**Text block**
Oilfield operations may be performed to locate and drill for hydrocarbons. Once located, production operations may be performed to gather and collect valuable downhole fluids. During drilling operations, the recovered fluids may be, for example, drilling fluids and/or transient oil, gas and water. During production operations, the fluids may be produced hydrocarbons.
Some such oilfield operations are performed at offshore locations. Offshore platforms may be used to draw fluids from subsea locations to a surface vessel. Subsea equipment may be positioned about the sea floor to access fluid in subsurface formations. A production or drilling riser may extend from the subsea equipment to a platform to bring the fluid to the surface for capture. The riser may be, for example, a drilling riser or a production riser including a series of tubulars connected together to form a fluid path for passage of fluids.
The tubulars of the riser may be exposed to various subsea conditions, such as currents, fluid pressures, sea life, and the like, which may apply forces or otherwise affect performance of the tubulars. Various tubulars have been developed for use in subsea operations as described, for example, in U.S. Pat. Nos. 7,913,767, 7,686,342, 6,557,637, 6,070,669, 5,259,459, 5,066,048, 4,844,511, 4,662,785, 4,496,172, 4,436,157, 4,124,231, 20100326671, and 20050146137.
Some tubulars along the riser may be provided with various connection devices, such as joints to connect portions of the tubulars together, or to other components, such as the wellhead or the platform. Seals may be provided about the tubulars and/or connection devices to prevent leakage. Examples of risers and/or connectors are provided in U.S. Pat. No. 7,913,767 and 2003/0111799.

[Stored dataset items]
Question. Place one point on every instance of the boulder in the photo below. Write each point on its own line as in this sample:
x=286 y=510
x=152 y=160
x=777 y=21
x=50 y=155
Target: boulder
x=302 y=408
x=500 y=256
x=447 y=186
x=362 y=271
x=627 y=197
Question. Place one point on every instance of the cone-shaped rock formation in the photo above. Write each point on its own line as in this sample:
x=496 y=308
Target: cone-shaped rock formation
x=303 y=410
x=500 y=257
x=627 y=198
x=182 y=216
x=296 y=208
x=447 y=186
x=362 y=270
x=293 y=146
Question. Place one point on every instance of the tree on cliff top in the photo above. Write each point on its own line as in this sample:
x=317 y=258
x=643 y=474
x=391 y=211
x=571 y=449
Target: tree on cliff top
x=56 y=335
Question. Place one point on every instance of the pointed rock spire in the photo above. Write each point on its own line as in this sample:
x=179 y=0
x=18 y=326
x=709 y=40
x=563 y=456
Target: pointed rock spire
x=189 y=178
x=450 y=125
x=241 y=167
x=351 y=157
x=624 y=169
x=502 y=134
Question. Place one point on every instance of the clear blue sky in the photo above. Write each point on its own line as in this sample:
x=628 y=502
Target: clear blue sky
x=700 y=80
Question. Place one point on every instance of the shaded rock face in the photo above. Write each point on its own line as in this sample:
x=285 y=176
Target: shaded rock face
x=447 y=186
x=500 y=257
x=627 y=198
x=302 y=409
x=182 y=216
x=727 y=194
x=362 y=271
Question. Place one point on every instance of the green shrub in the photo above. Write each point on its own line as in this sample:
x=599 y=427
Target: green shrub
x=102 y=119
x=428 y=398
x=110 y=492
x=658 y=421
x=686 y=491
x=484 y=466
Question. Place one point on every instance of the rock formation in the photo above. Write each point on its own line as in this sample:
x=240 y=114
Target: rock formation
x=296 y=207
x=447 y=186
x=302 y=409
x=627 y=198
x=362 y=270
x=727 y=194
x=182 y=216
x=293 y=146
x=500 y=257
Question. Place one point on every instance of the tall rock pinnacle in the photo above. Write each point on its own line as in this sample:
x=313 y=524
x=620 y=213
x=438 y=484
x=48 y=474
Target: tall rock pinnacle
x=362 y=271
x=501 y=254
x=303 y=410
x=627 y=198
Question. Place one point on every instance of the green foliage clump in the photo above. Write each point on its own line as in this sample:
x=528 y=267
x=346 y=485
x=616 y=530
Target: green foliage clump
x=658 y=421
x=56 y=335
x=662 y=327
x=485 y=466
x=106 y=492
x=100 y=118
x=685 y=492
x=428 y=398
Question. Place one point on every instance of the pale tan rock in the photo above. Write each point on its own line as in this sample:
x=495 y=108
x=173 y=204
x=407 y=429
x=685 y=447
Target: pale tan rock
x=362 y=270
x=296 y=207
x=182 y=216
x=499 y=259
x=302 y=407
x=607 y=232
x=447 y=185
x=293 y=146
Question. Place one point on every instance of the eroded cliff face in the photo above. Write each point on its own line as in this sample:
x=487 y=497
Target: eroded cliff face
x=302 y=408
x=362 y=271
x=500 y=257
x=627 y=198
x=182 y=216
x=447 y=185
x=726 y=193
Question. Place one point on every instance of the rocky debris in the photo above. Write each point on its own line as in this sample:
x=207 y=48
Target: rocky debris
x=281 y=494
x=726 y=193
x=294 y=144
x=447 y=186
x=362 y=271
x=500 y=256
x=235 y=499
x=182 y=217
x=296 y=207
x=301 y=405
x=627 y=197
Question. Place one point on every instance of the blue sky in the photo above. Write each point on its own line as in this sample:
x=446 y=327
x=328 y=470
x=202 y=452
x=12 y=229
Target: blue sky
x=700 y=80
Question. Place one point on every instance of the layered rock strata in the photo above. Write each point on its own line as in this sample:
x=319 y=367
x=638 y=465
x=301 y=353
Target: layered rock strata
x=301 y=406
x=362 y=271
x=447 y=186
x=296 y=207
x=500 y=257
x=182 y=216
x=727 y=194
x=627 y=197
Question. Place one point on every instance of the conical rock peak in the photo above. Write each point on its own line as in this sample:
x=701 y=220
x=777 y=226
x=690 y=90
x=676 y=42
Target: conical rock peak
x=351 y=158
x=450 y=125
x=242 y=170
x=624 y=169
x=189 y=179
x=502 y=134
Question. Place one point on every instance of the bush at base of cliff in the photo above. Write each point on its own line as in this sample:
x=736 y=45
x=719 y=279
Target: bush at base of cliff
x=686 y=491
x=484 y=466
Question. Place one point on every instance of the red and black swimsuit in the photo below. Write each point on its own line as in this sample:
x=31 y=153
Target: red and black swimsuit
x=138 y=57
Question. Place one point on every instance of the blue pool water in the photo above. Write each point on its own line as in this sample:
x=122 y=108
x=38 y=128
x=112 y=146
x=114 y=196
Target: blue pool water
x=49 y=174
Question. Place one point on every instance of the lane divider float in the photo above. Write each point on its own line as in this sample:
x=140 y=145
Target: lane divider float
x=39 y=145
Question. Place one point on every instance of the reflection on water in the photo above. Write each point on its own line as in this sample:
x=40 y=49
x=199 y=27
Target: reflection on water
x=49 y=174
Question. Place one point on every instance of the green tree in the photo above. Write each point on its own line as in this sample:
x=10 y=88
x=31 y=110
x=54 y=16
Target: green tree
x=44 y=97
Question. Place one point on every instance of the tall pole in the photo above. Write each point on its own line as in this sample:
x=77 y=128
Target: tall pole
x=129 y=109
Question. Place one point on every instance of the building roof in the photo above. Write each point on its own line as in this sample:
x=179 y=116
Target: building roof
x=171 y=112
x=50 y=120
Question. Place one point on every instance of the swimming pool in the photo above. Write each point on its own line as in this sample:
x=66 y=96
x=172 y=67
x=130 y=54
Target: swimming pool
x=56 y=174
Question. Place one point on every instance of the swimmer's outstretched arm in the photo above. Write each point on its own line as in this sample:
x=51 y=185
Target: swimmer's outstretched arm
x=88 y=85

**Requirements**
a. Please say whether each statement agrees with the offshore riser passage, answering yes or no and quoting the deciding words: (i) seals may be placed about the tubulars and/or connection devices to prevent leakage; (ii) during production operations, the fluids may be drilling fluids; (iii) subsea equipment may be positioned about the sea floor.
b. Write out the offshore riser passage again from "The tubulars of" up to and including "20100326671, and 20050146137.", swapping "sea life" for "marine growth".
c. Which subsea conditions does the offshore riser passage name as ones the riser tubulars may be exposed to?

**Answers by task**
a.
(i) Yes: "Seals may be provided about the tubulars and/or connection devices to prevent leakage."
(ii) No: "During production operations, the fluids may be produced hydrocarbons."
(iii) Yes: "Subsea equipment may be positioned about the sea floor to access fluid in subsurface formations."

b.
The tubulars of the riser may be exposed to various subsea conditions, such as currents, fluid pressures, marine growth, and the like, which may apply forces or otherwise affect performance of the tubulars. Various tubulars have been developed for use in subsea operations as described, for example, in U.S. Pat. Nos. 7,913,767, 7,686,342, 6,557,637, 6,070,669, 5,259,459, 5,066,048, 4,844,511, 4,662,785, 4,496,172, 4,436,157, 4,124,231, 20100326671, and 20050146137.

c. Currents, fluid pressures, sea life, and the like.